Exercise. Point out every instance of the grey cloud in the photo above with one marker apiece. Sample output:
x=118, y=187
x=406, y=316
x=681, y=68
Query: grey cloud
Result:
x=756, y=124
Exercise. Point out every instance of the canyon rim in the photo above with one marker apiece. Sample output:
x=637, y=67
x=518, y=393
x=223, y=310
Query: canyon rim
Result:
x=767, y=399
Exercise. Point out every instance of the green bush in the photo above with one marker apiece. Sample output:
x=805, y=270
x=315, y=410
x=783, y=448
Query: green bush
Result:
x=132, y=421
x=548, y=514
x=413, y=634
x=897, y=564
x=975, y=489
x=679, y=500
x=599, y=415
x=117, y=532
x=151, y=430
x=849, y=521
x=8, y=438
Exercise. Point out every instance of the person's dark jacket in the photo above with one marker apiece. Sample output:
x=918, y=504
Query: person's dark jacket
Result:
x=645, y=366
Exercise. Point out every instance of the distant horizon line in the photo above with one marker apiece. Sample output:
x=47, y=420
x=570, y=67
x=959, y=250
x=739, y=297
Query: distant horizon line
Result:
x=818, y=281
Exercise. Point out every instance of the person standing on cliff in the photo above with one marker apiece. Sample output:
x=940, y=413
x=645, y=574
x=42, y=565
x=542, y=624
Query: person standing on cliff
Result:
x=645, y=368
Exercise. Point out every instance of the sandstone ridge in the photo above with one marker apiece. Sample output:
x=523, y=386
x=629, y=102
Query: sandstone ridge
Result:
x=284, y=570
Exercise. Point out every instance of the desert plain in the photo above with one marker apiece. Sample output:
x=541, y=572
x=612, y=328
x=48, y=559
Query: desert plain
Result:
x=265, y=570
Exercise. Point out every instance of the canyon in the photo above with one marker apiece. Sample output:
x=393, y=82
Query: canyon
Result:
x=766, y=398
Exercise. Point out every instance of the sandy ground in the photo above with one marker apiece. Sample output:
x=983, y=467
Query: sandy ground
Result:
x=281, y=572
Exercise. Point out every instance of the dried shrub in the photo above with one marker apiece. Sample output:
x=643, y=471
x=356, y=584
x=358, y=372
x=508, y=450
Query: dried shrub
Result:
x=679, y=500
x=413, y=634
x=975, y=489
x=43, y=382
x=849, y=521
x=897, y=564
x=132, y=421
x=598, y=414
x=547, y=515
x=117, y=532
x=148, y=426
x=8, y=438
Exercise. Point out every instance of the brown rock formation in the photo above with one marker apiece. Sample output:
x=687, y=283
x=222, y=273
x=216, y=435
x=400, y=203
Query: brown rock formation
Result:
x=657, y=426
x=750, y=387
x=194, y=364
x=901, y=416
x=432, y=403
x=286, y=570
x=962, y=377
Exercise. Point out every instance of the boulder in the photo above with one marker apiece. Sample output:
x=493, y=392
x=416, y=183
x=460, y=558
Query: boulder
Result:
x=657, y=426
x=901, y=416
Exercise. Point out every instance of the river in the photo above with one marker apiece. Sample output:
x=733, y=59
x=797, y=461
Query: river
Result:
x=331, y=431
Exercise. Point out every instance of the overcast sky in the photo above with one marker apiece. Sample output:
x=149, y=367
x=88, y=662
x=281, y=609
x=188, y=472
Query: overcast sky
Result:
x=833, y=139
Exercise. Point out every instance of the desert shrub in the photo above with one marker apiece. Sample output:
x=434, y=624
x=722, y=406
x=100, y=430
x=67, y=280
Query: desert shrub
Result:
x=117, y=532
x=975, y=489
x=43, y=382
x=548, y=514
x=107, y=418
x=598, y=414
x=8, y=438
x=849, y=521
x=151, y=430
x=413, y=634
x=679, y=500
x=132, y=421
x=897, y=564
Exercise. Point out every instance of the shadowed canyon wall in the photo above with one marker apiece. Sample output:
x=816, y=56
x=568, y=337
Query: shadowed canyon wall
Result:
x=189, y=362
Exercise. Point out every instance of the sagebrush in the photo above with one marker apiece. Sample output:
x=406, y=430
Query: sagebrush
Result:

WRITTEN REQUEST
Copy the lines above word for word, from the first one up to and including the line with "x=766, y=398".

TASK RESPONSE
Exercise. Point out every instance of the grey cloud in the photo above with one marker apiece. Sample output:
x=118, y=187
x=406, y=316
x=681, y=68
Query: grey cloud
Result:
x=756, y=124
Exercise. Point out every instance of the canyon rim in the photo above with one marker apiece. Sample output:
x=637, y=67
x=518, y=393
x=223, y=310
Query: canyon rim
Result:
x=767, y=399
Exercise. Point out every instance of the green bush in the photo above with one marker apiece. Sample output:
x=805, y=270
x=315, y=410
x=783, y=448
Query: green bush
Result:
x=132, y=421
x=548, y=514
x=413, y=634
x=897, y=564
x=975, y=489
x=679, y=500
x=599, y=415
x=117, y=532
x=151, y=430
x=849, y=521
x=8, y=438
Exercise. Point out every instance of the person's dark jacket in the photo above with one marker apiece. Sample output:
x=918, y=504
Query: person's dark jacket
Result:
x=645, y=366
Exercise. Point out every instance of the distant horizon line in the photo above with one marker apiece. Sample output:
x=47, y=420
x=570, y=67
x=959, y=250
x=739, y=297
Query: distant horizon line
Result:
x=818, y=281
Exercise. Point out every instance of the person standing on cliff in the photo above with one marker apiece. Sample output:
x=940, y=413
x=645, y=574
x=42, y=565
x=542, y=624
Query: person standing on cliff
Result:
x=645, y=368
Exercise. Point out every instance of the sandstone ridge in the photo above with one marker apiece. Sample output:
x=523, y=386
x=629, y=102
Query: sandstone ridge
Result:
x=284, y=570
Exercise. Point out every instance of the desert plain in the photo above with one marker apiece. Sample output:
x=541, y=572
x=612, y=328
x=48, y=559
Query: desert plain
Result:
x=265, y=570
Exercise. Point out every instance of the canyon in the photo above with one marker apiece. Sample output:
x=393, y=82
Query: canyon
Result:
x=766, y=398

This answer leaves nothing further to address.